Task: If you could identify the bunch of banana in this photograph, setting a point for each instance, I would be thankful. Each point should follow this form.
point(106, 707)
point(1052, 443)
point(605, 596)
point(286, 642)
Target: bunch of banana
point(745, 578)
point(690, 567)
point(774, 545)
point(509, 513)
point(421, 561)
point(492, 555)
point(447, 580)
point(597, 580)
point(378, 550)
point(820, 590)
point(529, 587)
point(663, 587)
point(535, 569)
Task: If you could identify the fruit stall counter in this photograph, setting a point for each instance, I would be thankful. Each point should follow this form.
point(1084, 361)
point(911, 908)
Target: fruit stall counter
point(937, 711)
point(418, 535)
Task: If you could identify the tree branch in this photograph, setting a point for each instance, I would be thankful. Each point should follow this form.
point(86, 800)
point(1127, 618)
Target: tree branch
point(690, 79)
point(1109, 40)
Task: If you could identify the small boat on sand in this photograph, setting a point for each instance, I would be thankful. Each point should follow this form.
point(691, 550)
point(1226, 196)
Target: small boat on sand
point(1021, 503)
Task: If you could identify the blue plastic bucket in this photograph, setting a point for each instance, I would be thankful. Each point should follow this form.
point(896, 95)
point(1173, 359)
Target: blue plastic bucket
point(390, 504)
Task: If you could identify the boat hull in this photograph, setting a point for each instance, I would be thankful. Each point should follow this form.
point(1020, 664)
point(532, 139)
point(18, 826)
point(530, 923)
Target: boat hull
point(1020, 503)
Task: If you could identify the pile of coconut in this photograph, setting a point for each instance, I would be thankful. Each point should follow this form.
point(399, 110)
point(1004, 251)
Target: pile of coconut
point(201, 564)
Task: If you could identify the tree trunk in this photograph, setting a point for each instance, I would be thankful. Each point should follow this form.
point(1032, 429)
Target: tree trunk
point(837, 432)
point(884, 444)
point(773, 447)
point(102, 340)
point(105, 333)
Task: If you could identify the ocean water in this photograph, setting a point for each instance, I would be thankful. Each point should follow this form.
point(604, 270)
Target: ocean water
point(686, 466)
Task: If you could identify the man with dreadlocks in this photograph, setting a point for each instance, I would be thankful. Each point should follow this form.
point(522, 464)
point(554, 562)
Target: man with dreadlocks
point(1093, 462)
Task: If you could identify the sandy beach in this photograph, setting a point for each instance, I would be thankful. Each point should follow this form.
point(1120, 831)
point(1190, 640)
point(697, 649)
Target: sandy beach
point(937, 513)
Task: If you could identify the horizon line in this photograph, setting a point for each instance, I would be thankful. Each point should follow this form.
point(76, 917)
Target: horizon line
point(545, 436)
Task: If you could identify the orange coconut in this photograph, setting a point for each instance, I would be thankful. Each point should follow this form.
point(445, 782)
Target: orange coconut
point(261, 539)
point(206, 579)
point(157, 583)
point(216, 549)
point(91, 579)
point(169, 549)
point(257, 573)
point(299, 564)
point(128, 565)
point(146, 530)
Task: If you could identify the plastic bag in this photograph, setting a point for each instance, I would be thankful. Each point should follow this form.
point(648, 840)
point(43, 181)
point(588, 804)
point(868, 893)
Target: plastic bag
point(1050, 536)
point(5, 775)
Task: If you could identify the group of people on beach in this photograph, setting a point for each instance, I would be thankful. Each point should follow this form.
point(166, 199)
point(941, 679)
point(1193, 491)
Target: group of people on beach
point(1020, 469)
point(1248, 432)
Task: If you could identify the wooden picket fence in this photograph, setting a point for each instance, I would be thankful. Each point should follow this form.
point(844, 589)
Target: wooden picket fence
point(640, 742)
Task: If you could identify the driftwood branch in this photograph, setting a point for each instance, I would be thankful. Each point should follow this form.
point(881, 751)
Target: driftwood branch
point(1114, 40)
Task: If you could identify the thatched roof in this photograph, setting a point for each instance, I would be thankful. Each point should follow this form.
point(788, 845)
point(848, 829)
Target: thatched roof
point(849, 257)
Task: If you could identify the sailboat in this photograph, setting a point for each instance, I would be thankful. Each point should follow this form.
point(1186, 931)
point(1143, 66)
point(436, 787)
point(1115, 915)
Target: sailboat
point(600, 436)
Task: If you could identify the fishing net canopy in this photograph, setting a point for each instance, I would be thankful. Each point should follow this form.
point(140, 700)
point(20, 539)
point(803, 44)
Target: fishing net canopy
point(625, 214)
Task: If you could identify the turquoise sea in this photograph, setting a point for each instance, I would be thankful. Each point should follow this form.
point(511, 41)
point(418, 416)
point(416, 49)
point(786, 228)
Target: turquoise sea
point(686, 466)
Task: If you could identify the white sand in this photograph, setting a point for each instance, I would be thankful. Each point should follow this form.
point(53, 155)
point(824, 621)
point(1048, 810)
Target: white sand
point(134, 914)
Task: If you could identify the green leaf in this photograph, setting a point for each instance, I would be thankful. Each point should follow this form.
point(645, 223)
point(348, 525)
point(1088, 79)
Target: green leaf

___

**Task:**
The answer must consist of each line from the entries that contains the string "green".

**Task solution:**
Task: If you could identify the green leaf in this photograph, setting a point for each instance, I would be thankful. Each point should follow this form.
Target: green leaf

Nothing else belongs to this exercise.